#### What you have to do:
Swap every "integers" in the data below for "whole numbers" and give the lines again, with nothing else changed.

Collected data entries:
= = = = = = =

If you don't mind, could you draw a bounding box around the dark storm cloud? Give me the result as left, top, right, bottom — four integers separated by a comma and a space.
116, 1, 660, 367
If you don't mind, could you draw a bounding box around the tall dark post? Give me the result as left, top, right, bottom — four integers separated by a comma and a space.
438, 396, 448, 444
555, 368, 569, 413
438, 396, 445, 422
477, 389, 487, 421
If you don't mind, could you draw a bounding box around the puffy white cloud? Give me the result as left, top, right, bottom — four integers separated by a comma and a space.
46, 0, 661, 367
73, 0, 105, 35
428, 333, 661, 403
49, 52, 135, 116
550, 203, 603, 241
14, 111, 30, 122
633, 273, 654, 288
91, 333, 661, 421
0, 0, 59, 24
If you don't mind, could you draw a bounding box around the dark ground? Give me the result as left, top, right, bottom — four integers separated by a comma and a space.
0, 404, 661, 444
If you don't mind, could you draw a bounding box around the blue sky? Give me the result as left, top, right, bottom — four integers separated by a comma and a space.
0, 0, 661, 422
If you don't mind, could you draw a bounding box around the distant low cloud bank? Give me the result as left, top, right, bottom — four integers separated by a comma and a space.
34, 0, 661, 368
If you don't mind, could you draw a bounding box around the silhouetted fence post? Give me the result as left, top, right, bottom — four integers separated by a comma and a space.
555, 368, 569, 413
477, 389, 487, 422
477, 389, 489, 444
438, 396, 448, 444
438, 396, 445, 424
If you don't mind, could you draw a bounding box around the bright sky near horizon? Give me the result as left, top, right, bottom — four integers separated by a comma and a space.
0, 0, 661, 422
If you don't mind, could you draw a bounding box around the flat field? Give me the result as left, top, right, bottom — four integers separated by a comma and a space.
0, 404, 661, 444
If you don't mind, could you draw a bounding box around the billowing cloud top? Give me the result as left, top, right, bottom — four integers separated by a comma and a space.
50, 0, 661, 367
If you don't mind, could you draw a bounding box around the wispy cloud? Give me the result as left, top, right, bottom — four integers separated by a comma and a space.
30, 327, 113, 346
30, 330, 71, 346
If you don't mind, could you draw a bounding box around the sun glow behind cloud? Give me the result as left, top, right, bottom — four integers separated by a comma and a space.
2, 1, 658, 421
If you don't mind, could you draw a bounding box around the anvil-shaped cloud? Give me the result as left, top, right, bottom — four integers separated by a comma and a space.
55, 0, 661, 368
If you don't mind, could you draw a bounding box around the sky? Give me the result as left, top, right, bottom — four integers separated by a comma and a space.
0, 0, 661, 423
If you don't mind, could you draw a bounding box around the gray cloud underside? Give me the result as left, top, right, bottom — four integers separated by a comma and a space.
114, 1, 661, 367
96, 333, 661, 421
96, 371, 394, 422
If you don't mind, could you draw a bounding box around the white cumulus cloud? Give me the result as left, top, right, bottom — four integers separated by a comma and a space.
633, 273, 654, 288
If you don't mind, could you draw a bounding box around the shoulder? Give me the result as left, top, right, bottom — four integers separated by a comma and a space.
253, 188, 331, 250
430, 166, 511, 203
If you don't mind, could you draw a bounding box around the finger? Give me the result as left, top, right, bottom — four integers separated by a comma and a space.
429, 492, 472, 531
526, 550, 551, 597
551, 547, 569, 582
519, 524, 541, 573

= = = = = = =

#### Solution for this problem:
If you don't mind, could you draw a bounding box around the dark storm cloud? Give me the result as left, top, right, bottom — four whole numbers separated by a comma and a space.
116, 1, 660, 367
If you don't mind, could you draw a bounding box around the tall dark post? Give me the result as left, top, right, bottom — four whole numbers separated by a comma and a space.
438, 396, 448, 444
555, 368, 569, 413
438, 396, 445, 422
477, 389, 487, 421
If you don't mind, could you draw a bounding box around the puffy white cloud? Give me the result as left, top, right, bottom — four whole numbers separated by a comma and a space.
46, 0, 661, 367
73, 0, 105, 35
428, 333, 661, 403
49, 52, 135, 116
550, 203, 603, 241
14, 111, 30, 122
633, 273, 654, 288
91, 333, 661, 421
0, 0, 59, 24
If you don't mind, could you draw a bounding box around the dark ground? Give me the result as left, top, right, bottom — four whole numbers separated by a comma and a space.
0, 404, 661, 444
If you don't mind, could you draw a bounding box around the blue sky? Give me the result as left, top, right, bottom — four whole numbers separated by a comma and a space.
0, 0, 661, 422
If you don't mind, could you draw a bounding box around the distant low cloud bank? Give me the result as left, top, right, bottom — four whole numbers separated by a comma and a space.
34, 0, 661, 368
If you don't mind, could you draw a bounding box around the silhouetted fence post? Give me the result as left, top, right, bottom — four whole numbers separated by a comma and a space.
555, 368, 569, 413
477, 389, 487, 422
477, 389, 489, 444
438, 396, 448, 444
438, 396, 445, 424
If you don't mind, could you draw a bounding box around the bright sky near horizon? Give me the result as left, top, right, bottom — four whole numbers separated by a comma and a space.
0, 0, 661, 422
If you don't mind, could you draw a bounding box around the flat field? Give me the result as left, top, right, bottom — four whole numbers separated by a comma and a space.
0, 404, 661, 444
If you don't mind, could you draw a bounding box around the billowing cloud top? Give me the result as left, top, right, bottom — four whole numbers separated by a comma and a space.
50, 0, 661, 367
If you don't mind, could you draw a bounding box around the wispy cloud? Give me the result as left, top, right, bottom — four whole numbers separated by a comma and a space.
30, 327, 113, 346
30, 330, 71, 346
If you don't mind, could you draw a bounding box around the sun glow behind cloud? Give me the result as left, top, right, bottom — four whole numbers separated by a comma and a space.
2, 1, 658, 421
If you don't mind, could you draw a bounding box around the anvil-shaped cloud? Give me the result as left, top, right, bottom — four whole numbers separated by a comma and a space.
55, 0, 661, 368
If you don't mind, could you draw a bounding box around the sky? Give me the result as left, top, right, bottom — four whole numbers separated by a comma and a space.
0, 0, 661, 423
If you don't mind, could you draw a bounding box around the gray cloud underside? Give me the result as left, top, right, bottom — four whole numbers separated by a comma and a space.
114, 1, 661, 367
96, 333, 661, 421
96, 371, 394, 422
If you don't mind, could you draw a bounding box around the white cumulus cloud? Give me the result as left, top, right, bottom — four whole numbers separated by a comma and a space.
633, 273, 654, 288
If you don't mind, could you draw a bounding box around the shoulder? Give me the result as left, top, right, bottom — four whole numbers separated by a comma and a space.
253, 188, 331, 250
430, 166, 511, 203
If you don't mind, could you draw a bounding box around the finger? Give me the result as left, top, right, bottom — four whole numbers separated by a comma and a space.
429, 492, 472, 531
526, 550, 551, 597
551, 547, 569, 582
519, 524, 541, 573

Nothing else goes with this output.